Continue the passage on the benefits of the European Company (SE) from the point where it stops.

EXCERPTED PASSAGE:
_ _ _ _
FOR PUBLIC PRIVATE PARTNERSHIPS, LARGE PROJECTS
- The SE has also shown itself to be an excellent means of benefiting from EU/public subsidies
(Example: Subsidies from the EU for the design and construction of the Brennerbasis Tunnel - the largest project of railway tunnel in Europe - were made conditional upon the creation of a SE between Austria and Italy, registered in Austria as Galleria di Brennero Brennerbasistunnel BBT SE).
(Example: The SWORD Group, converted to an SE, announced in the following months, the signature of a contract with the European Commission in an amount of €69 million for the delivery of computer services).
FOR MEDIUM SIZE COMPANIES
- The SE facilitates European expansion (Example: MUTAVIE, subsidiary of the MACIF group, converted into an SE in a view of developing its activities in Europe).
- The status of the SE permits the creation of a single-shareholder SE, wholly-owned by an already existing SE. It also offers a greater flexibility in corporate statutory requirement than is the case with a société anonyme, particularly as regards to corporate governance, or, for non public SE's, in the structuring of relationships among shareholders.
FOR NEW MANAGEMENT
- For a new management, the SE is definitively a "new idea" evidencing a new dynamic which can generate economies of scale while at the same time enabling a consolidation of management power (Example: project announced by EADS in the context of the arrival of Tom Enders).
FOR ALL COMPANIES
- The SE is the only tool permitting the transfer of the registered office to another Member State without resulting in dissolution of the company or to the creation of a new legal entity and benefitting from tax neutrality subject to certain conditions (Example: The French Group Foncière LFPI thus used the status of the SE for a one-time transaction involving the transfer to France of five Dutch companies, followed by the tax consolidation of the French companies).
- Beyond purely legal and financial considerations, most companies in Europe that have created a SE highlight the positive effect for them in terms of modern corporate image, and made a spotlight on a transeuropean culture or dimension which may entail an additional commercial and marketing value by strengthening the image with their clients and investors (Example : By creating 4 SEs in France the Scor Group for instance was thereby putting forward its ambition to be a company with European roots, global reach and transnational identity).
_ _ _ _
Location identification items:
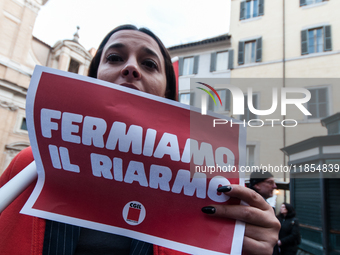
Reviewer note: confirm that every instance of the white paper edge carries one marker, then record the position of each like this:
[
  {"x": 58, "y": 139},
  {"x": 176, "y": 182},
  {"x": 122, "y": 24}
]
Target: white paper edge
_ _ _ _
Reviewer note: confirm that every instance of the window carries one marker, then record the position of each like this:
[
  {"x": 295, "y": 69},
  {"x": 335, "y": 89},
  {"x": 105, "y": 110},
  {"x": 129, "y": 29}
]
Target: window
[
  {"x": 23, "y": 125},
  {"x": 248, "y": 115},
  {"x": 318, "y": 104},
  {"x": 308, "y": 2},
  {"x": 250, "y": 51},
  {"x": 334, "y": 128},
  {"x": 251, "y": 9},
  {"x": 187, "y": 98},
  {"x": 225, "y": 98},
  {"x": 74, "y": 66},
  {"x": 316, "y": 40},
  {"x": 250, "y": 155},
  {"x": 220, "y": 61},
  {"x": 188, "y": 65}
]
_ _ _ _
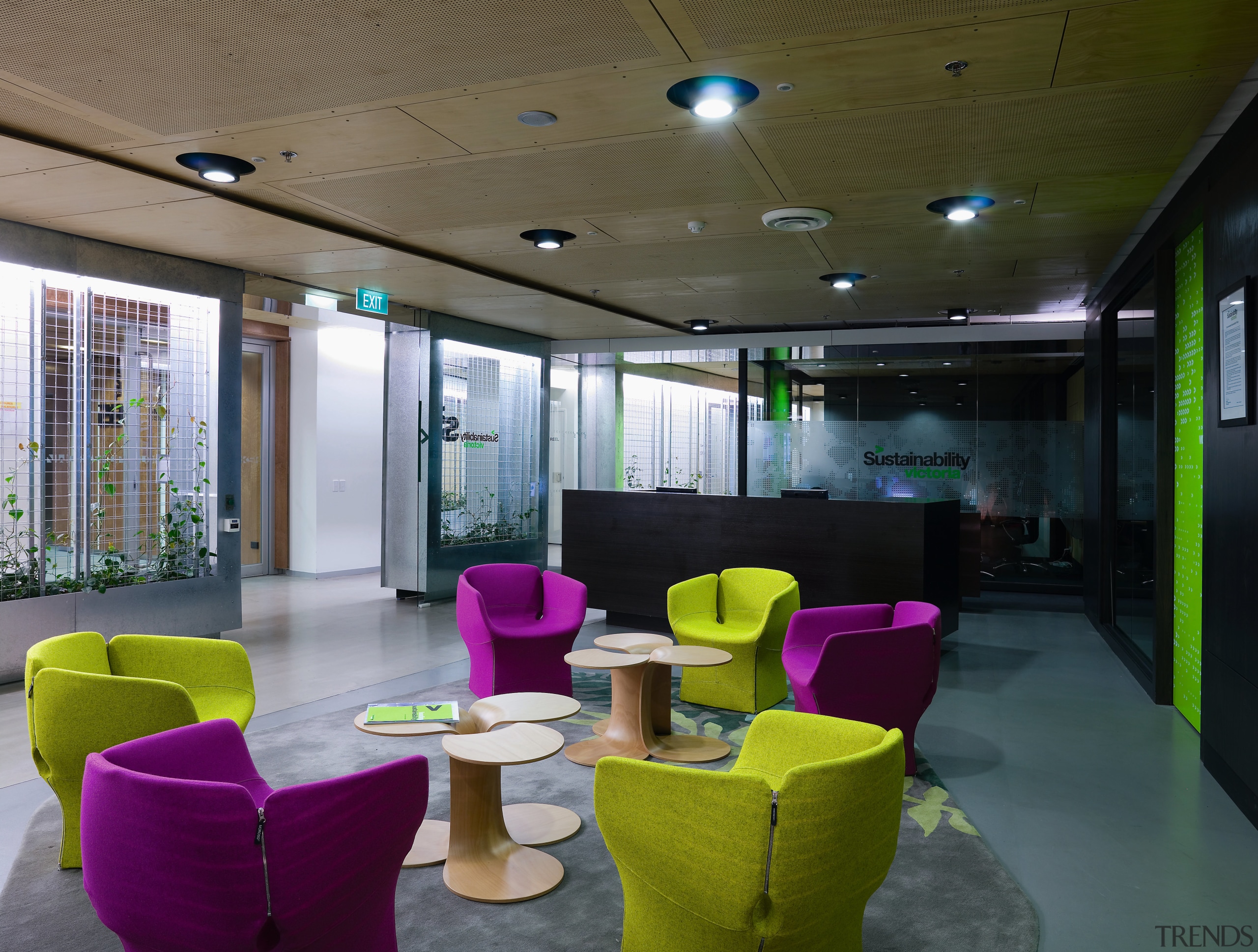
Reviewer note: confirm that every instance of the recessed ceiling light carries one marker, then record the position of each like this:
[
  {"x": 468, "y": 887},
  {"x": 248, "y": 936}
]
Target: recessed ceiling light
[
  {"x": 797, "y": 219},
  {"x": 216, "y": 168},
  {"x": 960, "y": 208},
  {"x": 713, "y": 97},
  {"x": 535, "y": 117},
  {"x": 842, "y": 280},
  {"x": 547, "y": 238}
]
_ _ _ _
EXERCISE OUTPUT:
- The SE is a way to smooth out national differences to prepare an alliance with another group with a different nationality (build-up) (Example: Franco-German common holding BURGEAP-IGIP HOLDING SE).
- Adopting the SE status permits better identification of the different activities of a group (Examples: SCOR was converted into an SE and created three divisions-subsidiaries also as SEs; PIERRE & VACANCES IMMOBILIER was converted into an SE and has two divisions-subsidiaries also as SEs).
- The SE is seen as an innovative and uniform tool for approaching labor-management dialogue whatever the nationality of the employees or the country in which they operate. The labor-management aspect of the SE has proven to be an effective tool for labor-management relations It has proven in fact to be a real opportunity for dialogue within the company and can be rapidly implemented thanks to the flexibility afforded by the rules (Examples: UNIBAIL-RODAMCO, SCOR).
For all those reasons, more than a simple legal status, the SE can turn into an actual brand for companies with ambitions on the European market and France is definitely a place that European or non-European groups carrying out activities in Europe need to consider when deciding to establish a SE within the Union.